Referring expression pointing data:
***
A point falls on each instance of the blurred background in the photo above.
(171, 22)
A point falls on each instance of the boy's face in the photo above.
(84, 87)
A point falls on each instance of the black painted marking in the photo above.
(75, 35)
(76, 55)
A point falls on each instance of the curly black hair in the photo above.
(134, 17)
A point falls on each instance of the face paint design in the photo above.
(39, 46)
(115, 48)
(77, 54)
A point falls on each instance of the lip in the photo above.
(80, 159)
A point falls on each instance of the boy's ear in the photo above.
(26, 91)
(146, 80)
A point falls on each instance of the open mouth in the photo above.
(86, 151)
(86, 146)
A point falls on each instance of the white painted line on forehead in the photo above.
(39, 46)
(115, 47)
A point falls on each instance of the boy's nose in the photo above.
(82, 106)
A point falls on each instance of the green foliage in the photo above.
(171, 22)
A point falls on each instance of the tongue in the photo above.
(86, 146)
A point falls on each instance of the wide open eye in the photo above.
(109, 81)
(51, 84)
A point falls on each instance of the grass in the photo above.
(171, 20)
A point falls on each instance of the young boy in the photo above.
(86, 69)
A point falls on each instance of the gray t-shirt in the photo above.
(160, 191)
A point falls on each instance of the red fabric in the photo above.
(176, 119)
***
▸ **The task**:
The full set of records must be output again exactly.

▸ **Answer section**:
A point falls on each instance of the blurred background in the photo above.
(171, 22)
A point falls on each instance of the boy's face in the photo above.
(84, 87)
A point falls on each instance of the black painted marking in the photo above.
(75, 35)
(76, 55)
A point falls on each instance of the curly black hair in the photo above.
(134, 17)
A point falls on each instance of the face paint design in the photo above.
(39, 46)
(115, 48)
(77, 54)
A point falls on each instance of the lip in the photo above.
(80, 159)
A point falls on each instance of the boy's ear in the photo above.
(26, 91)
(146, 80)
A point falls on each instance of the open mouth in the photo above.
(86, 151)
(86, 146)
A point falls on each instance of the white painted line on forehead in the photo above.
(39, 46)
(115, 47)
A point falls on each instance of the boy's nose in the photo above.
(82, 106)
A point falls on each instance of the green foliage in the photo above.
(171, 22)
A point falls on each instance of the tongue in the photo above.
(86, 146)
A point falls on each instance of the wide open eye in the photo above.
(109, 81)
(51, 84)
A point falls on each instance of the grass in the photo above.
(171, 20)
A point falls on each instance of the young boy in the photo above.
(86, 69)
A point falls on each instance of the gray t-shirt in the photo above.
(160, 191)
A point falls on each instance of the red fabric in the photo above.
(176, 119)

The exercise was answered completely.